_Records for this task_
== Segment start ==

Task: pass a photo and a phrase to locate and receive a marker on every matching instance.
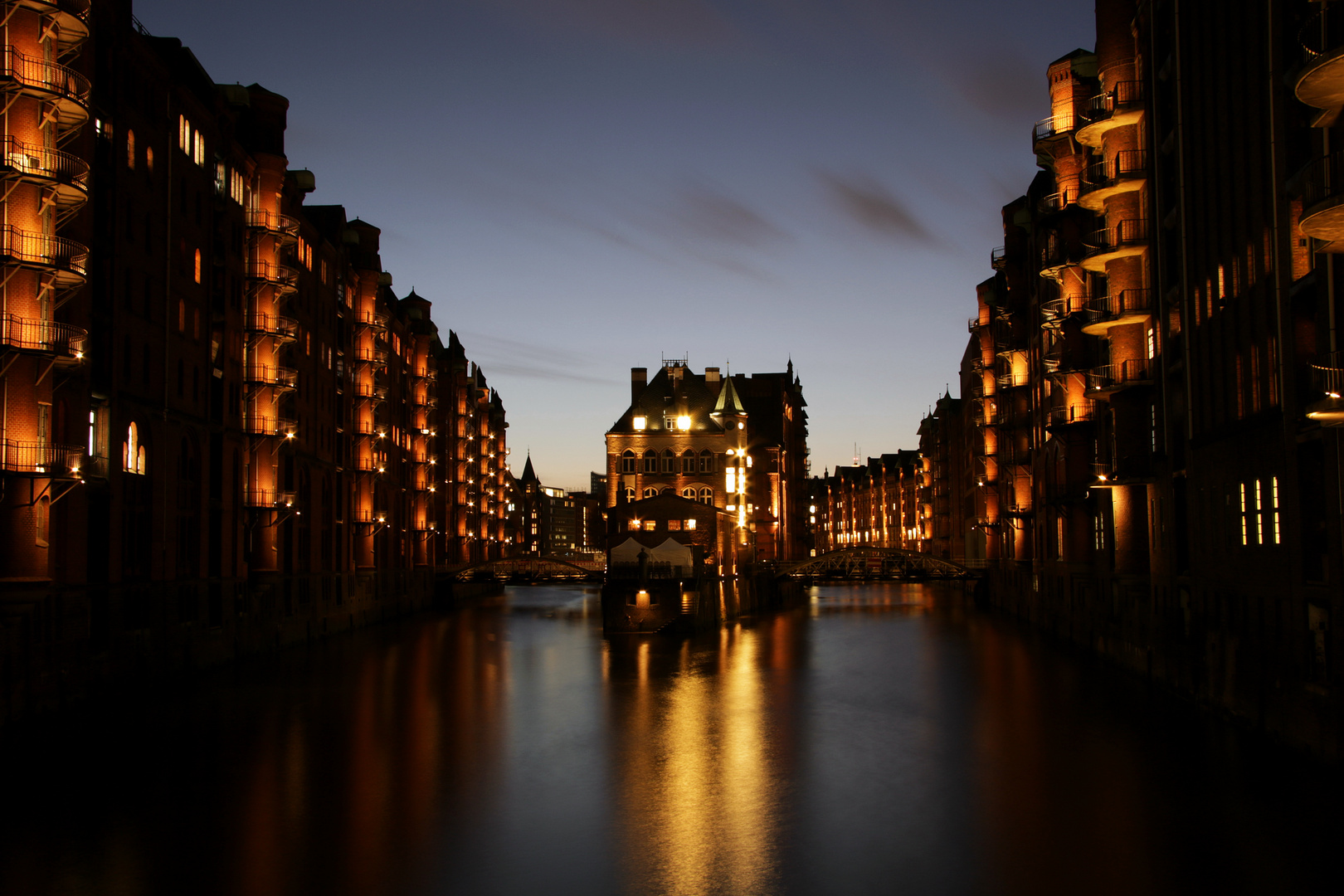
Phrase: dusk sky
(587, 186)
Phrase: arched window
(132, 451)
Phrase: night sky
(587, 186)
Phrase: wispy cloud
(528, 360)
(871, 204)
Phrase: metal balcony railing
(46, 80)
(1127, 164)
(368, 355)
(280, 275)
(45, 164)
(272, 375)
(1114, 375)
(1328, 375)
(1054, 127)
(1322, 34)
(268, 499)
(1122, 97)
(30, 334)
(38, 250)
(1127, 232)
(1109, 308)
(1071, 414)
(273, 223)
(374, 320)
(41, 458)
(277, 325)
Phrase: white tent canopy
(670, 551)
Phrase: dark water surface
(880, 740)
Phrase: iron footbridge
(874, 563)
(527, 568)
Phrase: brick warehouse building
(686, 433)
(1152, 386)
(222, 427)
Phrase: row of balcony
(41, 458)
(275, 325)
(1121, 105)
(283, 277)
(65, 260)
(51, 82)
(284, 227)
(71, 17)
(65, 173)
(63, 342)
(272, 375)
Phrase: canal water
(882, 739)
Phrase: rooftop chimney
(639, 379)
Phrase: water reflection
(879, 739)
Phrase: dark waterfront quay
(886, 738)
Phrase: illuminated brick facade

== Segment end ==

The output consists solely of the lines from the line that contains "Phrase: dark waterfront quay" through the final line of the data.

_Exercise response_
Phrase: dark waterfront quay
(886, 738)
Phrase: illuminated brick facade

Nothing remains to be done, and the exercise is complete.